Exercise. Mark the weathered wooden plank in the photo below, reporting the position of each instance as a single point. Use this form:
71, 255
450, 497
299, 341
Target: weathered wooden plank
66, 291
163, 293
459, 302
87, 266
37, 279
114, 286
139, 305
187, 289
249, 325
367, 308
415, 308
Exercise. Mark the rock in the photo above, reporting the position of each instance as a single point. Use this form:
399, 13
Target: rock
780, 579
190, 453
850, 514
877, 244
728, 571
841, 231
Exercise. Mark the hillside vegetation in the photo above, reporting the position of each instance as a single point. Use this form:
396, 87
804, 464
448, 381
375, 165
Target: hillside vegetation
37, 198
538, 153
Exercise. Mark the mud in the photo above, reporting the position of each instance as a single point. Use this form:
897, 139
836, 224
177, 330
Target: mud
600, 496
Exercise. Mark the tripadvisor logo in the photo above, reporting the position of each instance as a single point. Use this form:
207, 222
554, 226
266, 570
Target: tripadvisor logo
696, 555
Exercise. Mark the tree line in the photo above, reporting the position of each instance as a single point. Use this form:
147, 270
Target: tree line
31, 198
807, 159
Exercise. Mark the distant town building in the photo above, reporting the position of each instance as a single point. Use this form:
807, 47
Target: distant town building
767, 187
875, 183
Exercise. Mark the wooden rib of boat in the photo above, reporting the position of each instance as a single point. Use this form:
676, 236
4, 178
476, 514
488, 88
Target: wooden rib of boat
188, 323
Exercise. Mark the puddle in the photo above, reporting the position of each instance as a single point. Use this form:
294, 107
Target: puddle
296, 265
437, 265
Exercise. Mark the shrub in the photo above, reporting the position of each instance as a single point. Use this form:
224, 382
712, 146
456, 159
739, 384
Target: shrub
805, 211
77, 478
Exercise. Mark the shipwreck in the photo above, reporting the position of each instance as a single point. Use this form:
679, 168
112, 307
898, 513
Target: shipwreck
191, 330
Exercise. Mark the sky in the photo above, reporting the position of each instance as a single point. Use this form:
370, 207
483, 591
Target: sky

-*-

Work to complete — Update the data above, swapping every occurrence of "single point" for "one point" and leaving everything else unchanged.

The completed task —
Exercise. Mark the weathered wooden plank in the photo below, reporting the position of each instance as a one point. Use this form:
71, 255
450, 497
299, 341
Target: weathered wooden plank
66, 291
163, 293
459, 302
87, 266
37, 279
114, 286
139, 305
187, 289
249, 325
367, 308
415, 308
Exercise. Mark the rock in the photo above, reporting the position of each instance as a one point. Use this form:
399, 13
Target: rock
780, 579
190, 453
850, 514
877, 244
728, 571
841, 231
Exercise. Mark the hillside vegetation in the photo above, reporting the position of each instance as a one point. Use this form:
396, 87
804, 464
448, 381
375, 165
Target: hillside vegetation
37, 198
538, 153
Exercise. Mark the mud in the photo above, reporting the position of each instance as a one point. Use this form:
897, 139
836, 224
177, 330
Target: mud
600, 496
Exercise. Mark the tripadvisor logo in the photo above, reporting the position of each instance as a one point. Use this form:
207, 222
554, 226
266, 570
Target: tripadvisor logo
696, 555
Exercise. Mark the tree line in the photo above, reporting the position of each instance as a one point. Use this form:
147, 270
Target: tree line
31, 198
807, 159
Exercise. Mark the distant town building in the photo above, reporting the position of each instance as a one point. Use this form:
807, 47
Target: distant town building
767, 187
875, 183
Exercise. Mark the wooden rib of boat in the photo above, reporting the position of each instance as a one point. Use this form:
676, 236
4, 178
476, 514
488, 88
Target: wooden rib of boat
188, 323
Exercise. Mark the puddle in the photo above, reporting the position of each instance as a one point. Use this form:
294, 107
Target: puddle
296, 265
437, 265
Exercise. Mark the shrub in the photo above, reporting the position of each instance as a one point. Use this form:
224, 382
712, 146
456, 159
739, 384
Target: shrub
805, 211
77, 478
Exercise. Mark the shipwreck in the photo above, reporting the position of each instance as a one point. Use this form:
679, 168
112, 307
898, 513
Target: shipwreck
191, 330
Exercise. Mark the sky in the photo above, reporting the position of each instance as a one point. Use this form:
370, 207
483, 591
Target: sky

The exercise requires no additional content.